**Work instructions**
a) Decide whether each statement, (i) through (iii), agrees with the htdig mailing list reply. For each, answer yes or no and quote the words of the reply that decide it. (i) server_max_docs sets the number of documents in the databases. (ii) The 3.2 code removes the step of running htmerge before htsearch can use the databases. (iii) remove_unretrieved_urls is an htpurge attribute.
b) Reproduce the passage of the htdig mailing list reply from "In version 3.1.x, you" up to and including "databases through htpurge.".

[htdig] Re: htsearch: No title in search results (htdig-3.2.0b3-112600)(PR#964)


Subject: [htdig] Re: htsearch: No title in search results (htdig-3.2.0b3-112600)(PR#964)
From: Geoff Hutchison (ghutchis@wso.williams.edu)
Date: Sun Dec 10 2000 - 20:16:46 PST


Robert,

This has *always* been the case with server_max_docs. It controls the
number of documents retrieved from the server, not necessarily the number
of documents in your databases. As links are encountered, "stubs" are
added to the document with the information so far (like link text).

In version 3.1.x, you simply *had* to run htmerge before you could get
databases to be used by htsearch. In the 3.2 code, this step is
removed--technically you can search databases right as they're produced by
htdig. It's generally advised to run the databases through htpurge.

The appropriate htpurge attribute to get rid of these "stubs" is
remove_unretrieved_urls:

<http://dev.htdig.org/htdig-3.2/attrs.html#remove_unretrieved_urls>

Personally, I think it's just fine to see stubs in search results, as long
as you know why they're there. (Google and many other engines have similar
effects.)

-Geoff

On Sun, 10 Dec 2000, Robert La Ferla wrote:

> Geoff,
>
> I did what you suggested and I think I know what may be happening. I
> have server_max_docs set to 2 (for testing but it does still occur at
> much higher values) The documents that don't have titles/descriptions
> have not be retrieved by htdig so there is no title or description.

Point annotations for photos
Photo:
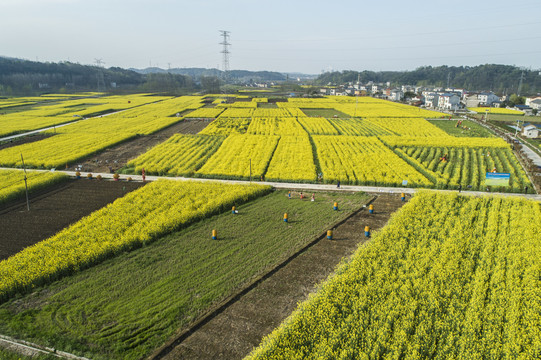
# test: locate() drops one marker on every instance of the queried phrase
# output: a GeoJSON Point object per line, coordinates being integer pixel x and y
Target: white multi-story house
{"type": "Point", "coordinates": [533, 102]}
{"type": "Point", "coordinates": [536, 104]}
{"type": "Point", "coordinates": [376, 88]}
{"type": "Point", "coordinates": [448, 101]}
{"type": "Point", "coordinates": [431, 100]}
{"type": "Point", "coordinates": [396, 95]}
{"type": "Point", "coordinates": [530, 131]}
{"type": "Point", "coordinates": [487, 98]}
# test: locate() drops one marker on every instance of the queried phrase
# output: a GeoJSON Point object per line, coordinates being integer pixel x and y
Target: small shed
{"type": "Point", "coordinates": [530, 131]}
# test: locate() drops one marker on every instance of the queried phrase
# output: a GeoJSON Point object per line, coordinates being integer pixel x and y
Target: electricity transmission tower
{"type": "Point", "coordinates": [225, 51]}
{"type": "Point", "coordinates": [101, 81]}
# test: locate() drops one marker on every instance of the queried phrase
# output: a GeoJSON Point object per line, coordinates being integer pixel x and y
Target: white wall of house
{"type": "Point", "coordinates": [530, 131]}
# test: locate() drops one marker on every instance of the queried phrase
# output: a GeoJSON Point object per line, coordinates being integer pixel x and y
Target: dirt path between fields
{"type": "Point", "coordinates": [232, 330]}
{"type": "Point", "coordinates": [116, 157]}
{"type": "Point", "coordinates": [53, 210]}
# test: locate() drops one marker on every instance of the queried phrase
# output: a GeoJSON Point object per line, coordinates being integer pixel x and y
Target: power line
{"type": "Point", "coordinates": [225, 51]}
{"type": "Point", "coordinates": [101, 81]}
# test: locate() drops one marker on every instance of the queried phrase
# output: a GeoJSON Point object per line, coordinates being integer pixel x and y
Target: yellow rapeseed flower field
{"type": "Point", "coordinates": [449, 277]}
{"type": "Point", "coordinates": [131, 221]}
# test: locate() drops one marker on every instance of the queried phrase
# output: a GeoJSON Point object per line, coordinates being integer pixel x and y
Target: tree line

**Answers for this exercise**
a)
(i) No: "It controls the number of documents retrieved from the server, not necessarily the number of documents in your databases."
(ii) Yes: "In the 3.2 code, this step is removed"
(iii) Yes: "The appropriate htpurge attribute to get rid of these "stubs" is remove_unretrieved_urls"

b)
In version 3.1.x, you simply *had* to run htmerge before you could get
databases to be used by htsearch. In the 3.2 code, this step is
removed--technically you can search databases right as they're produced by
htdig. It's generally advised to run the databases through htpurge.